● **GIVEN TASK**: Write out the full set of records below exactly.

--- START EXTRACTED RECORDS ---

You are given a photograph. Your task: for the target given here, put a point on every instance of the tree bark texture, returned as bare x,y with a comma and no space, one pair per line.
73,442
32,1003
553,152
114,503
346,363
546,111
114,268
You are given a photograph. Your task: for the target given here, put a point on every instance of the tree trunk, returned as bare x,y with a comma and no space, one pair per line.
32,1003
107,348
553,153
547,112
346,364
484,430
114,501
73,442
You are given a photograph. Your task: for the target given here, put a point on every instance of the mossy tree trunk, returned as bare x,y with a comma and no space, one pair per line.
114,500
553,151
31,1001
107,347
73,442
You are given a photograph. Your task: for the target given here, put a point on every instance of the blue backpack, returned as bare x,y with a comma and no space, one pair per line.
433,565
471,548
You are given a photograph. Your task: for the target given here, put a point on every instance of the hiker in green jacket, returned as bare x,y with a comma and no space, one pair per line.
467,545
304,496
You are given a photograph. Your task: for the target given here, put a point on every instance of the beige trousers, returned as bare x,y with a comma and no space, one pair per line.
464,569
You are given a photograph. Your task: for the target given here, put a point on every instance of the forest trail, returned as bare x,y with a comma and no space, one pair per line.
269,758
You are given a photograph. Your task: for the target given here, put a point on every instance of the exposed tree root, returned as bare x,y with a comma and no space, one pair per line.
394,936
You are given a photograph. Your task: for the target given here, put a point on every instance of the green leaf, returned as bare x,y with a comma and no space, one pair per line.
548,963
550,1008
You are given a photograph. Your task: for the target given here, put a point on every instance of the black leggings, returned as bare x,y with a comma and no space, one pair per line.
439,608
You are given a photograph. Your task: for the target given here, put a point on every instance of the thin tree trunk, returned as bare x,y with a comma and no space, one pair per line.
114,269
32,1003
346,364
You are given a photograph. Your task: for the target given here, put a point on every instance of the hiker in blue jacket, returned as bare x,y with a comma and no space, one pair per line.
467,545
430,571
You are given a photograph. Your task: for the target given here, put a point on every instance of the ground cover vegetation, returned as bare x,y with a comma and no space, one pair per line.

--- END EXTRACTED RECORDS ---

● **SOLUTION TO THIS TASK**:
You are given a photograph. Your task: for the target given here, put a point on every instance of the tree bark texture, returned as bare x,y with a comma and no space, one pair per line.
73,442
32,1003
553,152
114,503
346,363
546,111
114,268
You are given a photograph. Your task: for the target given here, put a point on every instance of the tree trunk, returned as bare x,y with a comma and no space, one pair per line.
32,1003
107,348
553,153
547,112
346,364
484,430
114,501
73,442
You are given a photograph. Your task: for the target given here, put a point on every instance of the mossy tree trunk, returned as bare x,y with a comma and no space, one pair per line.
114,500
553,151
31,1001
107,347
73,442
You are given a photograph. Your task: for the target given here, put a point on every instance of the blue backpack, returned as bare x,y with a comma and no space, one pair per line.
433,565
471,548
You are given a photograph. Your task: for the target given here, put a point on every instance of the hiker in green jacket, returned as bare x,y with a comma and no space, one pair per line.
467,545
304,496
You are given a photograph. Your task: for the target given here, put a point on every instance of the beige trousers, returned as bare x,y with a comma and no space, one pair per line.
464,569
You are given a photograph. Your task: for the target given here, put a point on every instance of the forest trail, returned as bare x,y with a comma and no space, one pair per line.
269,758
You are given a photograph. Your task: for the target given here, put a point on every instance of the exposed tree root, returned as bare x,y with a comma and no space, one pair per line.
394,936
You are given a photograph. Your task: for the target given here, put a point on every instance of the green leaf, returned as bare x,y with a comma and no space, one pair per line.
548,963
550,1008
You are given a photograph. Your task: for the target given here, put a point on every instance of the black leggings, returned as bare x,y with a comma and no space, one pair per line.
439,608
You are given a photograph. Your task: for the target given here, put a point on every instance of the thin tree trunk, returned as bare x,y with a comma and no space, one pair per line.
114,269
32,1003
346,364
You are given a photograph. Your task: for the target given here, put a point on every instance of the hiker in blue jacket, returned as bare x,y with a comma and no space, one pair per line.
467,545
430,571
You are given a photograph. Your task: for the target given here, put a point on every instance of the ground cover vegetation, returned as bare x,y with a comma and no space, one pair per line.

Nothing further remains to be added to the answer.